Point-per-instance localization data
■ ■ ■ ■ ■

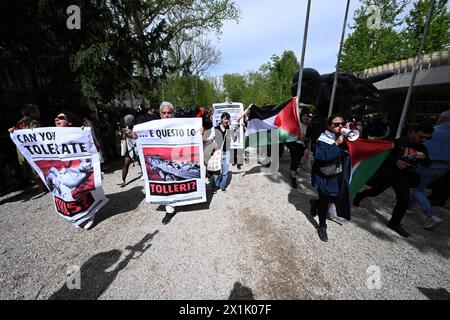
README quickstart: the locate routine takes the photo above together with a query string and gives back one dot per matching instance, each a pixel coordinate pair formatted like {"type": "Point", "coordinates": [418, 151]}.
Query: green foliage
{"type": "Point", "coordinates": [123, 45]}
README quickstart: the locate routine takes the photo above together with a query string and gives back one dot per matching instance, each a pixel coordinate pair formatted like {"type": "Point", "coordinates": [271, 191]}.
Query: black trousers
{"type": "Point", "coordinates": [401, 188]}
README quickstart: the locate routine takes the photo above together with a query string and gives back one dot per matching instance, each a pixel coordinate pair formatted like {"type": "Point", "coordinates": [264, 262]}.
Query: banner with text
{"type": "Point", "coordinates": [171, 154]}
{"type": "Point", "coordinates": [68, 163]}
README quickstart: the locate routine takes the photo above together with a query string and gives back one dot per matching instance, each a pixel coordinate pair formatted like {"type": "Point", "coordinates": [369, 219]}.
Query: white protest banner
{"type": "Point", "coordinates": [234, 109]}
{"type": "Point", "coordinates": [171, 154]}
{"type": "Point", "coordinates": [67, 162]}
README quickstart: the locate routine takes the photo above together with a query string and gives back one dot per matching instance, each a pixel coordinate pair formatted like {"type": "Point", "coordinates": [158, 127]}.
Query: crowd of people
{"type": "Point", "coordinates": [419, 158]}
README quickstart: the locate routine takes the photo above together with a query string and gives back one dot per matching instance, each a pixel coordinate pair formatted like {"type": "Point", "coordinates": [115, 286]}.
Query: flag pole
{"type": "Point", "coordinates": [302, 60]}
{"type": "Point", "coordinates": [333, 93]}
{"type": "Point", "coordinates": [414, 72]}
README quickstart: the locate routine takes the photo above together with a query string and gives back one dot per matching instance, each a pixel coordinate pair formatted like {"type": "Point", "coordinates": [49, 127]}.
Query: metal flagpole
{"type": "Point", "coordinates": [414, 72]}
{"type": "Point", "coordinates": [333, 93]}
{"type": "Point", "coordinates": [302, 60]}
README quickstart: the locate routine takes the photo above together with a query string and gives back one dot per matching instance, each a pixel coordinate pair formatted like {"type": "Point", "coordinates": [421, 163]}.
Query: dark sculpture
{"type": "Point", "coordinates": [354, 96]}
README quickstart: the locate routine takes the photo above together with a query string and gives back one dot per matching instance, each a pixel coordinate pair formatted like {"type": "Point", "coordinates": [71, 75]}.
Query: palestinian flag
{"type": "Point", "coordinates": [367, 156]}
{"type": "Point", "coordinates": [282, 118]}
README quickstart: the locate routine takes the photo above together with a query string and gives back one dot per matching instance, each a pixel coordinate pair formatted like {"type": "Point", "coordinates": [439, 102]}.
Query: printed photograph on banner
{"type": "Point", "coordinates": [234, 109]}
{"type": "Point", "coordinates": [70, 181]}
{"type": "Point", "coordinates": [172, 163]}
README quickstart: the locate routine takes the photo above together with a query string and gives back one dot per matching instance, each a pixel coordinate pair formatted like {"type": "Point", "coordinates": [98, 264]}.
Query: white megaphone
{"type": "Point", "coordinates": [351, 134]}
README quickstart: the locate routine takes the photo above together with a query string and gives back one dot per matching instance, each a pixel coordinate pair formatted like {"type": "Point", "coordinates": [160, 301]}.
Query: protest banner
{"type": "Point", "coordinates": [234, 109]}
{"type": "Point", "coordinates": [171, 155]}
{"type": "Point", "coordinates": [67, 162]}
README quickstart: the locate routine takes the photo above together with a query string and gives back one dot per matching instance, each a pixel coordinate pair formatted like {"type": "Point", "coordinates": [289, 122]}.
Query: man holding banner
{"type": "Point", "coordinates": [172, 153]}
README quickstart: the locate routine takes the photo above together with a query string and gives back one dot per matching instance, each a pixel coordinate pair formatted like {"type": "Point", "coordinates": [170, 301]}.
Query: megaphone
{"type": "Point", "coordinates": [351, 134]}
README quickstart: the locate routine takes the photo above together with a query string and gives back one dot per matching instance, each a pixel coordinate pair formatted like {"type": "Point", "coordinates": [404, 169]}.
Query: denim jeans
{"type": "Point", "coordinates": [220, 180]}
{"type": "Point", "coordinates": [427, 175]}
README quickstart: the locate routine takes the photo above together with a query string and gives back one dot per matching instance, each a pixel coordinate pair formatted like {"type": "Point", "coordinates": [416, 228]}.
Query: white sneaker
{"type": "Point", "coordinates": [432, 222]}
{"type": "Point", "coordinates": [88, 224]}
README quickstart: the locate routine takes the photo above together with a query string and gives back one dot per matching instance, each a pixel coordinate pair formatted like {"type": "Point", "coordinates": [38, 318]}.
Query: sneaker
{"type": "Point", "coordinates": [398, 229]}
{"type": "Point", "coordinates": [294, 184]}
{"type": "Point", "coordinates": [432, 222]}
{"type": "Point", "coordinates": [88, 224]}
{"type": "Point", "coordinates": [323, 234]}
{"type": "Point", "coordinates": [313, 209]}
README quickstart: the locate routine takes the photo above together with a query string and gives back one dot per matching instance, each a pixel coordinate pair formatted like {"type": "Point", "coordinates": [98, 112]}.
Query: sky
{"type": "Point", "coordinates": [268, 27]}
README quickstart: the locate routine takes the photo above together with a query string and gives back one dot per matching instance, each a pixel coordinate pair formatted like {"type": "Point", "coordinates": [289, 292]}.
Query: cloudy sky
{"type": "Point", "coordinates": [269, 27]}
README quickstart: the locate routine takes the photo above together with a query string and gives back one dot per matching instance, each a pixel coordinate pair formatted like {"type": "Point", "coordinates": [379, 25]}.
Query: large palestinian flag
{"type": "Point", "coordinates": [367, 156]}
{"type": "Point", "coordinates": [282, 118]}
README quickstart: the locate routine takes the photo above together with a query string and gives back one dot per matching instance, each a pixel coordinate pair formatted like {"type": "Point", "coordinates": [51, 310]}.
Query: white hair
{"type": "Point", "coordinates": [165, 104]}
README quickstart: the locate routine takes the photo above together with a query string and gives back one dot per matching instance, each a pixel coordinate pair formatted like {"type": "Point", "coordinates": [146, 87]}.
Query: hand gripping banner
{"type": "Point", "coordinates": [171, 155]}
{"type": "Point", "coordinates": [68, 163]}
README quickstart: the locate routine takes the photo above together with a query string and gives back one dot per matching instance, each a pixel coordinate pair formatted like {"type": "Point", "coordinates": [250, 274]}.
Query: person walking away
{"type": "Point", "coordinates": [131, 153]}
{"type": "Point", "coordinates": [399, 172]}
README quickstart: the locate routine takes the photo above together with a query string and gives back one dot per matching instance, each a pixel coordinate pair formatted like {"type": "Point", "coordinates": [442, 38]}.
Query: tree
{"type": "Point", "coordinates": [438, 36]}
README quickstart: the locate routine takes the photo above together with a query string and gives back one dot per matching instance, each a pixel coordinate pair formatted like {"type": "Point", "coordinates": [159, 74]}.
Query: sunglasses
{"type": "Point", "coordinates": [336, 124]}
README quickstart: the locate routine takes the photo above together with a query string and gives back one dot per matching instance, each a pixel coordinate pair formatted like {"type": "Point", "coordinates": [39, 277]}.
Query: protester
{"type": "Point", "coordinates": [399, 172]}
{"type": "Point", "coordinates": [331, 173]}
{"type": "Point", "coordinates": [223, 135]}
{"type": "Point", "coordinates": [439, 151]}
{"type": "Point", "coordinates": [131, 153]}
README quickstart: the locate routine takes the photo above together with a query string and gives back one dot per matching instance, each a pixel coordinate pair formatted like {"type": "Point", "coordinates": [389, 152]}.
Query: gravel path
{"type": "Point", "coordinates": [256, 241]}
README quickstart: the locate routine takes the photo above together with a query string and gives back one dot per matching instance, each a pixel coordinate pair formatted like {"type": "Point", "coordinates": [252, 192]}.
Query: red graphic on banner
{"type": "Point", "coordinates": [74, 207]}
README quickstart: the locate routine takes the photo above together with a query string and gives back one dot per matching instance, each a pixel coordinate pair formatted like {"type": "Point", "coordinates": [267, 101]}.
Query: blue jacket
{"type": "Point", "coordinates": [439, 146]}
{"type": "Point", "coordinates": [326, 149]}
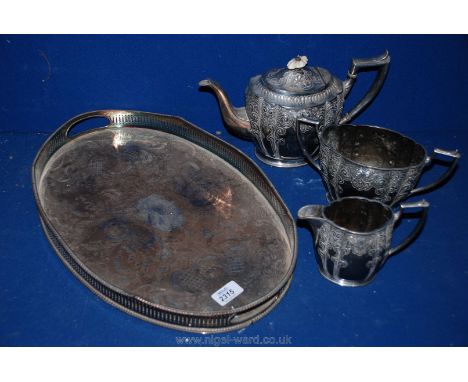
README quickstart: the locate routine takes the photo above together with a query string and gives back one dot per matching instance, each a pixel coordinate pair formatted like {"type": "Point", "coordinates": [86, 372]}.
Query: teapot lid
{"type": "Point", "coordinates": [297, 78]}
{"type": "Point", "coordinates": [297, 85]}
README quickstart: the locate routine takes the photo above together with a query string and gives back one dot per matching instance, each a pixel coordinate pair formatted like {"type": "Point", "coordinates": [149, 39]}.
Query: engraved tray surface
{"type": "Point", "coordinates": [155, 215]}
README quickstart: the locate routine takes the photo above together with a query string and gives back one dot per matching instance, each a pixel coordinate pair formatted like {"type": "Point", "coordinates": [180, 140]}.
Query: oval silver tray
{"type": "Point", "coordinates": [155, 215]}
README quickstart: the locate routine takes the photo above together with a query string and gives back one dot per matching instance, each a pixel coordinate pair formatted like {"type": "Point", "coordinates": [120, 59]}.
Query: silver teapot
{"type": "Point", "coordinates": [274, 101]}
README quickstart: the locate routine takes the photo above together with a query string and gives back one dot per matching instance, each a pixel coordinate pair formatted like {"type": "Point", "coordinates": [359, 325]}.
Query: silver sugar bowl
{"type": "Point", "coordinates": [277, 98]}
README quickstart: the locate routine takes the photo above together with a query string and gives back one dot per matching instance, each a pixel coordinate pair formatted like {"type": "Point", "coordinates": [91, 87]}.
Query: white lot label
{"type": "Point", "coordinates": [227, 293]}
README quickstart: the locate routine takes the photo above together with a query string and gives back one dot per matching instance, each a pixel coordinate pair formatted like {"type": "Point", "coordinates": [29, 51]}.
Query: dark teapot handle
{"type": "Point", "coordinates": [416, 230]}
{"type": "Point", "coordinates": [455, 155]}
{"type": "Point", "coordinates": [311, 157]}
{"type": "Point", "coordinates": [380, 64]}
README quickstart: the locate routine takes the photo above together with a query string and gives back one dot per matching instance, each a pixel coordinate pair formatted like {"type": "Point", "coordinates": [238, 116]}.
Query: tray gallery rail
{"type": "Point", "coordinates": [165, 221]}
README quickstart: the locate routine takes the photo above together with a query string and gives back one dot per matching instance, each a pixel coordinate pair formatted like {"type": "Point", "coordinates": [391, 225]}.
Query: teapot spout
{"type": "Point", "coordinates": [235, 118]}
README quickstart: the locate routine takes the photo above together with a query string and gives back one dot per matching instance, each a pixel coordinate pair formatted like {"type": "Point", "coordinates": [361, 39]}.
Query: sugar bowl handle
{"type": "Point", "coordinates": [416, 230]}
{"type": "Point", "coordinates": [455, 155]}
{"type": "Point", "coordinates": [379, 64]}
{"type": "Point", "coordinates": [311, 157]}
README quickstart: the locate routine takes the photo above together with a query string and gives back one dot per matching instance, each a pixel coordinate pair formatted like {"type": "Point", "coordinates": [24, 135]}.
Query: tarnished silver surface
{"type": "Point", "coordinates": [370, 161]}
{"type": "Point", "coordinates": [146, 210]}
{"type": "Point", "coordinates": [276, 99]}
{"type": "Point", "coordinates": [353, 237]}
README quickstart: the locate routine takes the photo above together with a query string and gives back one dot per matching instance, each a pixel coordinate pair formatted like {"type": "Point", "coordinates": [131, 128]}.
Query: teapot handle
{"type": "Point", "coordinates": [380, 64]}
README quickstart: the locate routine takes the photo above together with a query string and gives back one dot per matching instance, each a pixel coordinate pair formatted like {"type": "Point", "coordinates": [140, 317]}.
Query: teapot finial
{"type": "Point", "coordinates": [297, 62]}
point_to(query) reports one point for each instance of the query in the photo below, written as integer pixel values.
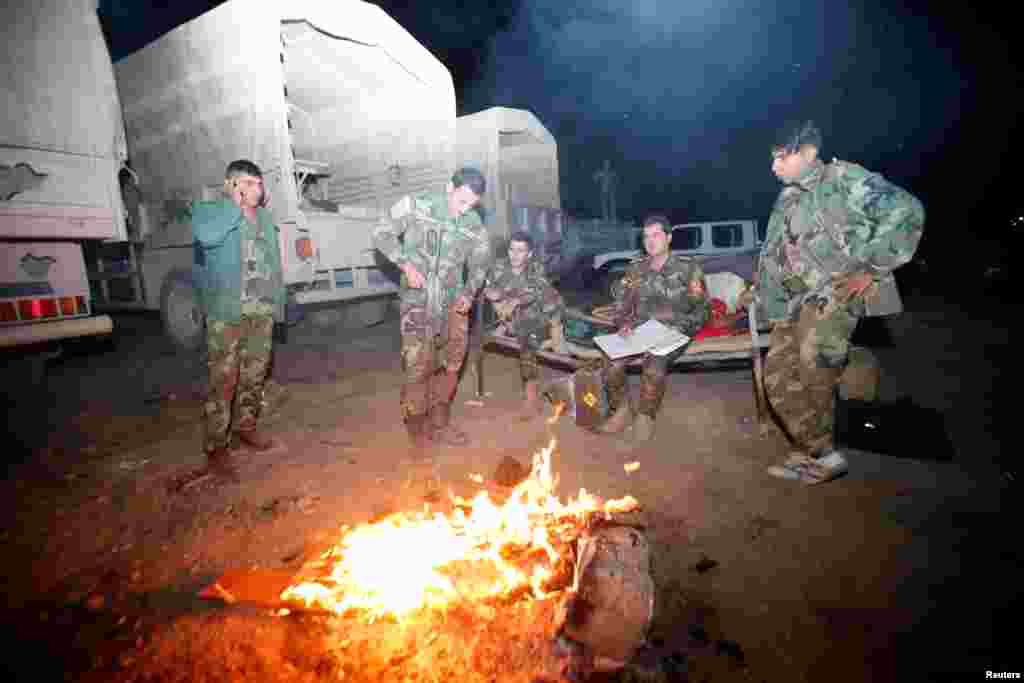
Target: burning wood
(526, 590)
(482, 551)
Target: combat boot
(255, 439)
(531, 406)
(620, 420)
(443, 430)
(643, 427)
(419, 429)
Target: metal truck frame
(342, 109)
(61, 143)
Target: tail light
(8, 311)
(27, 310)
(304, 248)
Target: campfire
(483, 552)
(511, 585)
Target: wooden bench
(747, 346)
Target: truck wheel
(180, 310)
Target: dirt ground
(904, 568)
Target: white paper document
(652, 337)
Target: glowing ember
(408, 562)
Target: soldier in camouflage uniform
(835, 237)
(433, 238)
(239, 280)
(527, 307)
(667, 288)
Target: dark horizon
(685, 100)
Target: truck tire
(180, 310)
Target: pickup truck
(724, 245)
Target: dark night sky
(683, 97)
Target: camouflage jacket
(418, 229)
(664, 294)
(538, 299)
(839, 218)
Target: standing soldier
(433, 238)
(671, 290)
(239, 279)
(835, 237)
(526, 305)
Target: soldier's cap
(795, 134)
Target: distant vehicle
(724, 245)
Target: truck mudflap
(35, 333)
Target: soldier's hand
(745, 298)
(413, 276)
(462, 305)
(847, 287)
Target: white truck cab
(736, 243)
(61, 144)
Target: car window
(686, 238)
(724, 237)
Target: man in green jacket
(527, 306)
(835, 237)
(669, 289)
(433, 238)
(239, 276)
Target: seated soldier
(526, 306)
(670, 289)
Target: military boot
(643, 427)
(419, 434)
(531, 406)
(255, 439)
(443, 430)
(620, 420)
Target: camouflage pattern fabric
(430, 361)
(257, 276)
(540, 304)
(239, 355)
(804, 364)
(653, 382)
(674, 295)
(418, 230)
(837, 219)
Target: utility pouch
(590, 397)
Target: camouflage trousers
(530, 333)
(239, 355)
(430, 361)
(806, 360)
(653, 381)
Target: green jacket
(418, 229)
(217, 266)
(839, 218)
(539, 301)
(664, 295)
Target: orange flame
(409, 562)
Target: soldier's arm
(211, 221)
(391, 225)
(768, 284)
(689, 302)
(626, 303)
(477, 264)
(894, 221)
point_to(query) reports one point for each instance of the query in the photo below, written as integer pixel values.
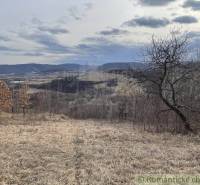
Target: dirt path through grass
(77, 152)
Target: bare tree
(168, 75)
(5, 97)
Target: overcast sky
(89, 31)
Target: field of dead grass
(60, 151)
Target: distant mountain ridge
(121, 66)
(21, 69)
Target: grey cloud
(7, 49)
(113, 32)
(148, 22)
(100, 50)
(193, 34)
(88, 6)
(195, 5)
(53, 30)
(48, 41)
(155, 2)
(185, 19)
(3, 38)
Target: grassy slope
(58, 151)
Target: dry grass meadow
(61, 151)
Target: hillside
(39, 68)
(22, 69)
(121, 66)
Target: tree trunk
(183, 118)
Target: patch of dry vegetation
(57, 151)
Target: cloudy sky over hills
(89, 31)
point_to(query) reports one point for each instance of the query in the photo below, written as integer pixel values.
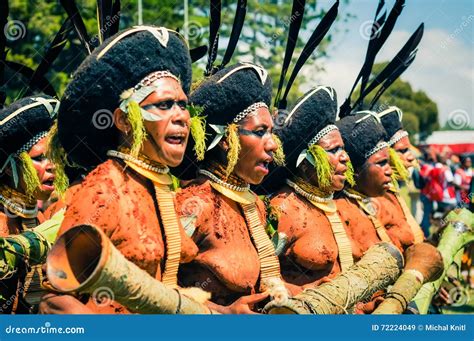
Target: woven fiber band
(249, 110)
(379, 146)
(397, 137)
(322, 133)
(27, 146)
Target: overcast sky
(444, 64)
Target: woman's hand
(53, 303)
(243, 305)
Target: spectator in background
(462, 181)
(426, 166)
(442, 185)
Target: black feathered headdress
(23, 124)
(115, 75)
(363, 136)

■ ■ ■ ■ ■

Brief
None of the pictures belong in the result. Print exactly the lines from the one containing "Target: cloudy sky over hills" through the final line of the entries.

Written response
Target: cloudy sky over hills
(89, 31)
point_to(query) reports one point for each instance of the query in the photo below, written as integer pixel values.
Target: woven fiber band
(249, 110)
(379, 146)
(397, 137)
(322, 133)
(27, 146)
Target: overcast sky
(444, 64)
Target: woman's hand
(53, 303)
(243, 305)
Target: spectator in background
(462, 181)
(426, 166)
(442, 185)
Target: black feathered headdress
(23, 124)
(115, 75)
(363, 136)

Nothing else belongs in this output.